▸ **Exercise details**
Return, unchanged, everything from the line containing "[locate] black shorts" down to the last of the lines below, including both of those lines.

#####

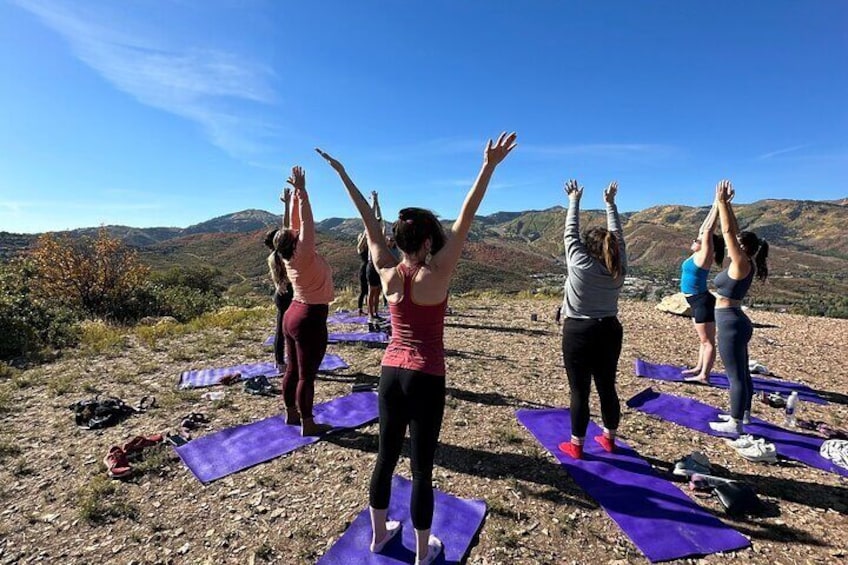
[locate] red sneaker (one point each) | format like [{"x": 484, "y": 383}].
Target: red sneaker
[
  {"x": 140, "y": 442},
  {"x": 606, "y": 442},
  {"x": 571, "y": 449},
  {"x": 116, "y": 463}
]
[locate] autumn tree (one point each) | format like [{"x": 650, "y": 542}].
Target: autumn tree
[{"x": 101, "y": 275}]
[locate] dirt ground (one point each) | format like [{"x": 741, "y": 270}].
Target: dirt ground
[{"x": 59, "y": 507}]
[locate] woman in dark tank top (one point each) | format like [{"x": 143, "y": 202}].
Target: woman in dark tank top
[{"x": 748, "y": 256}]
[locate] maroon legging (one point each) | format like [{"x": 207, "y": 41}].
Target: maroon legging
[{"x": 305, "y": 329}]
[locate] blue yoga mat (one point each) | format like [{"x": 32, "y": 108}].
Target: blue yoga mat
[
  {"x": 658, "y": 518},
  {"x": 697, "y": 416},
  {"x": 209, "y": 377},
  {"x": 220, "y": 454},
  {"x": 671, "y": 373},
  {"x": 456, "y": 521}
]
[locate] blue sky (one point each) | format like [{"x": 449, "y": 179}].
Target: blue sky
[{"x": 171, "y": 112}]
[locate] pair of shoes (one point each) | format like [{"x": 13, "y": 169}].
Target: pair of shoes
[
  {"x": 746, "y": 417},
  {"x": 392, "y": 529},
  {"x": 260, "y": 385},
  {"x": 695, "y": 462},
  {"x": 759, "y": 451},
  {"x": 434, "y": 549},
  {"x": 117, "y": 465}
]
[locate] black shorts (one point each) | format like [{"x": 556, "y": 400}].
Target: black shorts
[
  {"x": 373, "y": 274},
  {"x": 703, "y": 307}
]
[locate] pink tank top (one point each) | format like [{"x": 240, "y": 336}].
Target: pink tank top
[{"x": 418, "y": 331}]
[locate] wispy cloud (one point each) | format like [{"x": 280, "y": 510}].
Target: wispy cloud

#####

▸ **Response**
[locate] black shorts (one point each) | format like [{"x": 556, "y": 400}].
Target: black shorts
[
  {"x": 373, "y": 274},
  {"x": 703, "y": 307}
]
[locate] pink tank top (one point each) | format like [{"x": 240, "y": 336}].
Target: pink tank top
[{"x": 418, "y": 331}]
[locate] wispy cloud (one point each) | format like [{"x": 280, "y": 510}].
Target: wispy cloud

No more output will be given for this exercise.